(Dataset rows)
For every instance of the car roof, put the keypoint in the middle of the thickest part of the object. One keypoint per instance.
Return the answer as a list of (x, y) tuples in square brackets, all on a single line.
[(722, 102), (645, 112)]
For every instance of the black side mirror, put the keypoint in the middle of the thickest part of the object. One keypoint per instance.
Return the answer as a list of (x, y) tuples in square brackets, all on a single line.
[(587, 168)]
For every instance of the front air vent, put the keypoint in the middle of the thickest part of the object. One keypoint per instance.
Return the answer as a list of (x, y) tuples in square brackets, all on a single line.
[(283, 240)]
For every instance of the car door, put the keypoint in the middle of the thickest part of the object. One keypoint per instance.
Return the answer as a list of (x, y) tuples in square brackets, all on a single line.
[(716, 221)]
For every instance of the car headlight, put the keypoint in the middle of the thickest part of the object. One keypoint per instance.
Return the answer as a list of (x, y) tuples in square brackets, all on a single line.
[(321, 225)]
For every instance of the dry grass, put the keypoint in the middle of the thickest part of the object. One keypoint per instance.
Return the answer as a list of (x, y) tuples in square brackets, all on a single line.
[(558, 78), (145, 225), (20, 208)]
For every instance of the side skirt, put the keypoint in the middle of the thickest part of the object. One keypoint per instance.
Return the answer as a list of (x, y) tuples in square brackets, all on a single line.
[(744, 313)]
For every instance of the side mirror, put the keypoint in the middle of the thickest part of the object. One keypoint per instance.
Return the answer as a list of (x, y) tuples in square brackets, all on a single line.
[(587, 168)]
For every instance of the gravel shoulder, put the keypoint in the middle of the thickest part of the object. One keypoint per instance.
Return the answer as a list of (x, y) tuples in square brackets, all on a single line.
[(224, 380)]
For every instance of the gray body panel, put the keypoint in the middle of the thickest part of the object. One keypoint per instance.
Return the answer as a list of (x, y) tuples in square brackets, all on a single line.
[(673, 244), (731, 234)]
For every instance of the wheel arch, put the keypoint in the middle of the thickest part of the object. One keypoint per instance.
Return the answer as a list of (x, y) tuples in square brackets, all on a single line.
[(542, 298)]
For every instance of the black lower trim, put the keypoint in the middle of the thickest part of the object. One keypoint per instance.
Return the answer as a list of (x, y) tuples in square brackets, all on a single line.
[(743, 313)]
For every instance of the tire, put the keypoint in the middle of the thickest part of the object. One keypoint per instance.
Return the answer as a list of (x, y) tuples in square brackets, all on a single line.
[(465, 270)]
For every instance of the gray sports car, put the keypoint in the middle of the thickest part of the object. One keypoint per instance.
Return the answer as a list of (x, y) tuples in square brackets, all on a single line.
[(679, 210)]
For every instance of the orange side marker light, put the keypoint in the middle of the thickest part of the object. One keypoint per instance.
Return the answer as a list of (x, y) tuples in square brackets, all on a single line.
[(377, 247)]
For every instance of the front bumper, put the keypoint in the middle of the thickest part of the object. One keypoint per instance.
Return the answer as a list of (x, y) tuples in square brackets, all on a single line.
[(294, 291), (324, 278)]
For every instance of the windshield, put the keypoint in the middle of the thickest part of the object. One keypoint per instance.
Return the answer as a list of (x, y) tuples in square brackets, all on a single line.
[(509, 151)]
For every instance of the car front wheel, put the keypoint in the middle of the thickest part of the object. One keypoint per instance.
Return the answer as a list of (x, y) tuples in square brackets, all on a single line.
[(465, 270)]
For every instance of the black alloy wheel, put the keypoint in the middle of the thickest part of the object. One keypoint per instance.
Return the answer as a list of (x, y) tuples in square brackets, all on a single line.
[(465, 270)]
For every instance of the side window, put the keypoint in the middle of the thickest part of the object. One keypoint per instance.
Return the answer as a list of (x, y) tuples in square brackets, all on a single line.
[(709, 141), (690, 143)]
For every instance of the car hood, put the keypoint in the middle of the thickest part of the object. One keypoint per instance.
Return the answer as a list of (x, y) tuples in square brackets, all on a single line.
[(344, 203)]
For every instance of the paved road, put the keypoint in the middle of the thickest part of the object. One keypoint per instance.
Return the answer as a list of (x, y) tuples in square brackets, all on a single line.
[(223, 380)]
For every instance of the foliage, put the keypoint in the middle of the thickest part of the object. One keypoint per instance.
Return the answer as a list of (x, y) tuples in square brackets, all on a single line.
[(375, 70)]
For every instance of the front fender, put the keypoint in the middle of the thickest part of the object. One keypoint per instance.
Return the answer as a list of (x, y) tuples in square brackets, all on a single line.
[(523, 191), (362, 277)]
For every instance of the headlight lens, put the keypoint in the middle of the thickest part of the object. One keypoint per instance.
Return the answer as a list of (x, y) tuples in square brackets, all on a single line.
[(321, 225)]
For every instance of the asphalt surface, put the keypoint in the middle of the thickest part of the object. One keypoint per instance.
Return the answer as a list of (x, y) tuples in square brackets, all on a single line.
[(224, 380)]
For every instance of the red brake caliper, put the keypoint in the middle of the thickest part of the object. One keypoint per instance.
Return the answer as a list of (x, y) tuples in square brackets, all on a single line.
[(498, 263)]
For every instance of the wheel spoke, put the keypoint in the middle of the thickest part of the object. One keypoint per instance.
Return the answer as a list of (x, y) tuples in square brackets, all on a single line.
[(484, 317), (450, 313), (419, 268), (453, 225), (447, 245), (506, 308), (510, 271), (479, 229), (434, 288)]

> **Aim of the exercise**
Every record above should be output exactly.

> **Task answer**
For every instance of the car roof, put the keypoint in the middle of the thickest part of the object. One keypoint per instance.
Return the answer as a list of (x, y) tuples in square brackets, all on a single line.
[(722, 102), (645, 112)]
For every instance of the black side mirror, put the keypoint in the middle of the thickest part of the object. One keypoint per instance.
Return the answer as a list of (x, y) tuples in square brackets, all on a single line.
[(587, 168)]
For every instance of the front air vent, put the keypoint in the middle of the thickest part of the object. One keypoint per instance.
Return the answer as a list of (x, y) tuples in square brackets, all on a single line.
[(283, 240)]
For every instance of the car door, put the keypoint in the middle of the thickest part of the object. One keypoint per instance.
Return the answer as a list of (x, y) tuples in square brackets, all on a single line.
[(716, 221)]
For every instance of the car headlight, put the keypoint in the middle of the thickest part of the object. One keypoint per instance.
Return the answer as a list of (x, y) tuples in square brackets, all on a single line.
[(321, 225)]
For every instance of the dry grass, put the keypoint in the middle of the thickest part of the object. One keypoint per instance.
Return the answer as a list of (x, y) tuples in square brackets, all on a single line.
[(558, 78), (145, 225), (20, 208)]
For every instance of the side skirt, put the keypoint in the middle of the thickest part of the object. One keypoint per instance.
Return the answer as a list of (x, y) tuples in square brackets, all on a single line.
[(744, 313)]
For every instance of the side mirror, put the keypoint in the middle of the thickest part of the object. One keypoint per instance.
Return the answer as a list of (x, y) tuples in square brackets, all on a single line.
[(587, 168)]
For every instance of the gravel shoulder, put the keypoint in the middle of the thickest part of the object. One keypoint per instance.
Return the answer as a list of (x, y) tuples in square brackets, all on a single line.
[(224, 380)]
For every instance of the gray body panel, put the keypoint in the middle of the thickest part of the object. One keypoint per instance.
Return the answer as a list of (x, y) tuples in square brackets, all on a single line.
[(673, 244), (731, 234)]
For every instance of the wheel arch, put the keypoint in the middle of the thickest part of the object. One keypoint per instance.
Return the answer as a list of (x, y) tuples in square brackets, all on a single line.
[(542, 298)]
For every instance of the black lower trim, put the keypoint in the middle of the thickest part of the object. One keypoint per instance.
Return the answer as a list of (x, y) tuples in square brackets, all on a single line.
[(743, 313)]
For every instance of the tire, put the keypoint in the middle of the thickest part of the object. One keypoint per instance.
Return the answer as a list of (x, y) tuples in square brackets, all on a single line.
[(465, 270)]
For every instance of the gray sports car, put the keypoint in the middle of the thickest part of the object. One keypoint per instance.
Return the answer as a list of (x, y) tuples in square brackets, all on a single line.
[(679, 210)]
For every instance of the orange side marker light, put the keypoint in the middle of the thickest part of the object. One keypoint per instance.
Return the answer as a list of (x, y) tuples in square brackets, all on a single line.
[(377, 247)]
For every instance of the front bumper, put the keypoint in the middle of the thickest part of the object. One keypoint per instance.
Return the answer as a list of (x, y) tuples in square brackets, all on a single line.
[(294, 291), (324, 278)]
For every instance of the windshield, put the keypoint in the middle of the thickest part of the object. One keypoint per instance.
Return the answer as a list of (x, y) tuples in square brackets, all on a single line.
[(509, 151)]
For every instance of the car front wheel, put the keypoint in the middle of the thickest part of the object. One keypoint per instance.
Return the answer as a list of (x, y) tuples in square brackets, all on a single line.
[(465, 270)]
For every instance of the black alloy wheel, put the keypoint in the middle of the thickest part of the object. One keypoint per instance.
Return the answer as a list of (x, y) tuples in square brackets, all on a single line.
[(465, 270)]
For every instance of the side window, put the keypoint in the middle of the thickest part of the object. One keypoint per instance.
Return the answer as a list of (x, y) tuples in square brackets, all on a single line.
[(709, 141), (690, 143)]
For every instance of the car hood, put the keypoint in the middle of the thickest part of the object. One keypoint per instance.
Return the answer as a list of (x, y) tuples in square brackets, all on a single line.
[(344, 203)]
For every instance of the paved road, put the keypoint in the middle of the thickest part of the object. One keypoint per instance.
Return the answer as a list of (x, y) tuples in square brackets, all on a single line.
[(223, 380)]
For every instance of the foliage, put the keypoint in the middle of the thickest part of the object. One keypoint per instance.
Return the answer as a list of (x, y) tuples in square brackets, all on a single line.
[(375, 70)]
For every instance of the front fender, put the keypoint in the middle of the thickest part of the object. One keypoint per instance.
Return the answer as a list of (x, y) tuples in square brackets, all on a single line.
[(523, 191), (362, 277)]
For every instance of the headlight lens, put the keypoint in the middle of the thickest part of the object. One keypoint per instance.
Return the answer as a list of (x, y) tuples in square brackets, all on a single line.
[(321, 225)]
For every instance of the asphalt surface, put the keypoint in the middle of the thickest part of the object. One keypoint per instance.
Return the answer as a list of (x, y) tuples in square brackets, all on a single line.
[(224, 380)]
For every instance of the red brake caliper, put the keypoint in the middle of the thickest part of the object. One keypoint per instance.
Return the answer as a list of (x, y) tuples in square brackets, all on a single line.
[(498, 263)]
For every instance of the wheel spoke, put the keypoint in the middle of the thickest part of the object. One keypoint per instance.
Return the answer as a list of (x, y) tuples in square brackets, all on a single line.
[(484, 317), (450, 313), (419, 268), (453, 225), (447, 245), (506, 308), (510, 271), (479, 229), (434, 288)]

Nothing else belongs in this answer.